■ Given instruction
Please pick out and copy every line in the material below that contains the word "flight".
________
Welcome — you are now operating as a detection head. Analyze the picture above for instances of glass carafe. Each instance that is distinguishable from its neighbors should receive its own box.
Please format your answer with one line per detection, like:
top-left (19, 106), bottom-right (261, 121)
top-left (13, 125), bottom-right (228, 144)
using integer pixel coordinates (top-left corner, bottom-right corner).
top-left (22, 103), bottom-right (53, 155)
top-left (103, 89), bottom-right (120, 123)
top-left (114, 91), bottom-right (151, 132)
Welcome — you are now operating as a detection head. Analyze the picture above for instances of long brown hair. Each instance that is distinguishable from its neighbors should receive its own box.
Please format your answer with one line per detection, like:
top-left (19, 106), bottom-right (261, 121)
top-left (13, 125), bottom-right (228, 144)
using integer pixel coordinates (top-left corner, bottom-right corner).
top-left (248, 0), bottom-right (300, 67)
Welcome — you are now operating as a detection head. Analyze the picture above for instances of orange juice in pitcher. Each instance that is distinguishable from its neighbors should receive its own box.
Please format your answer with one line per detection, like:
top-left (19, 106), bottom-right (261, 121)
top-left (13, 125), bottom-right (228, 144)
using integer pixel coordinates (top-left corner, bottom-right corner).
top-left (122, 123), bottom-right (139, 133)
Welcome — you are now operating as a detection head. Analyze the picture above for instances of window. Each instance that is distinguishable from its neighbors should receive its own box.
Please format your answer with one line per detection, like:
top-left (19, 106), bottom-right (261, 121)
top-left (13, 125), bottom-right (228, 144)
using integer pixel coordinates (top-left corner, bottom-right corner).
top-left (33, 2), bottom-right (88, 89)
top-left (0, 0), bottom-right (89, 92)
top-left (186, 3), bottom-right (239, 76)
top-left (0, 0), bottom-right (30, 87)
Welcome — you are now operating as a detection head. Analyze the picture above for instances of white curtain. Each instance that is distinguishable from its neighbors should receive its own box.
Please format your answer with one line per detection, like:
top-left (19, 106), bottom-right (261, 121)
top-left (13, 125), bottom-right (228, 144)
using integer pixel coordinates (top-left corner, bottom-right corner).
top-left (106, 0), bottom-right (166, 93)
________
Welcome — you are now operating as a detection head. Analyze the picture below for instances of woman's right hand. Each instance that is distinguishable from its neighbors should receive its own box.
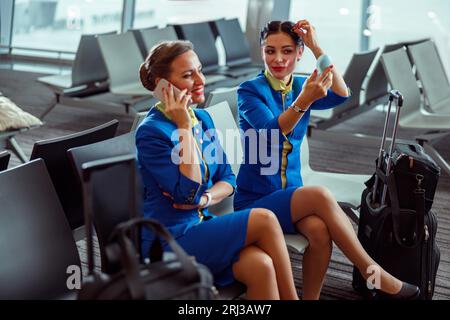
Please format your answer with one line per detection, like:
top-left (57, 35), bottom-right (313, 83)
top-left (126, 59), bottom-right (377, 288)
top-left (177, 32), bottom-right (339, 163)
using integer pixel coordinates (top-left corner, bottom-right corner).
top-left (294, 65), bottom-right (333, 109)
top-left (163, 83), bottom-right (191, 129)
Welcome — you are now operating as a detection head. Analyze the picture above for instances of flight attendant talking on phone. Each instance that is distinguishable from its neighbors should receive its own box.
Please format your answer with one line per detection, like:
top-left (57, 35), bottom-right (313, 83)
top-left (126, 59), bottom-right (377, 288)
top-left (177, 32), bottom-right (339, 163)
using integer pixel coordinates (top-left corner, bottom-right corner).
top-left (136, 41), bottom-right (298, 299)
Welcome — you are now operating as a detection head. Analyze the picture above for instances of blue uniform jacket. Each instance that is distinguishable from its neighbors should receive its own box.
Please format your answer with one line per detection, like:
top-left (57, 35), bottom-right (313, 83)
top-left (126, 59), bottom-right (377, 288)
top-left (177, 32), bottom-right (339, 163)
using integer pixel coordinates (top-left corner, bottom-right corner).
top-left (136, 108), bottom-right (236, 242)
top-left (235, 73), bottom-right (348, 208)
________
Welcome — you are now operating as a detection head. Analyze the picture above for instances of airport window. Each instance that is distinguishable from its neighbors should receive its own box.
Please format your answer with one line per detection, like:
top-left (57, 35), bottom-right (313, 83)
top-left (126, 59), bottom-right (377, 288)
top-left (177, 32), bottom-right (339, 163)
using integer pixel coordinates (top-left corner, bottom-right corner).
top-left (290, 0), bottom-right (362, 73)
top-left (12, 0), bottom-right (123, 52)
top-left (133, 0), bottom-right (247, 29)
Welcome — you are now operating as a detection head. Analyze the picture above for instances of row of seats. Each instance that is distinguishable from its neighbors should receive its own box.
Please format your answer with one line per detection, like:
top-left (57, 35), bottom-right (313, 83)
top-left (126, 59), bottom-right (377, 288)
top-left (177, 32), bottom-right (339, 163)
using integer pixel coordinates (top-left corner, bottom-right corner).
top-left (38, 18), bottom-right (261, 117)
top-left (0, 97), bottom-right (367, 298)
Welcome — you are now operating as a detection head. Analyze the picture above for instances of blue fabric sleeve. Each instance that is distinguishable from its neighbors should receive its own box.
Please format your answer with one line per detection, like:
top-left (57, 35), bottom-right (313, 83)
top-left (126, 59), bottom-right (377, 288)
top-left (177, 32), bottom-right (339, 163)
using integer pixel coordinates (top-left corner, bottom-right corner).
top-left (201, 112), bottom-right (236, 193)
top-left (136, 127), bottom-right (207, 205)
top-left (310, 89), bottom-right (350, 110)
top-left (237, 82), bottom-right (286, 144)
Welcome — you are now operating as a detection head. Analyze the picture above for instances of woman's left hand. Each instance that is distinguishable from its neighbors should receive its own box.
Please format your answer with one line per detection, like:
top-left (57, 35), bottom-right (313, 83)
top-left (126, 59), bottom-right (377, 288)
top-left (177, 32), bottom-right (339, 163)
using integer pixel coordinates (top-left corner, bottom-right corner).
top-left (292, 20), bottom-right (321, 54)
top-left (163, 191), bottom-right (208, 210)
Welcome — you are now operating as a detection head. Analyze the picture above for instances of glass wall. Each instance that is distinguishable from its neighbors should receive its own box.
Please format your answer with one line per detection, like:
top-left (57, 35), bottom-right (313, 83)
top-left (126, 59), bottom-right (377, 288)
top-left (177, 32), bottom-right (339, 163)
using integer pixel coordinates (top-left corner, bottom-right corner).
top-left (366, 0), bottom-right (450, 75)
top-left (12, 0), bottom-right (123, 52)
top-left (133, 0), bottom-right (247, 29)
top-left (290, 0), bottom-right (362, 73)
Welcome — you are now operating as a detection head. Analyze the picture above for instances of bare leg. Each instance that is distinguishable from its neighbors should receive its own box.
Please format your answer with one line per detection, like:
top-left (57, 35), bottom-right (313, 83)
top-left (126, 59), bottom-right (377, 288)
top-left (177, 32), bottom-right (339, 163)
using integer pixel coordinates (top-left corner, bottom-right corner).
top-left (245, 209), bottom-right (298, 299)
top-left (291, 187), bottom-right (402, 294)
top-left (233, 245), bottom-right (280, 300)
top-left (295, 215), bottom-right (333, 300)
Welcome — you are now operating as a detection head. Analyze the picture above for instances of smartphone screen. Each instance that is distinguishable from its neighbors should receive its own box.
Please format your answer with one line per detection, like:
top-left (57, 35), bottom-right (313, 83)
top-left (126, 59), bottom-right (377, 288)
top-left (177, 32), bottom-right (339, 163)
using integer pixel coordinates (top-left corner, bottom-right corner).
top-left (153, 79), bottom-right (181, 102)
________
■ Full response
Welcome — you are now operating as a detection head. Analyze the picture above for instances of flight attendant talking on phone. Each instance that is distinguishable from its neighbors should receive its own box.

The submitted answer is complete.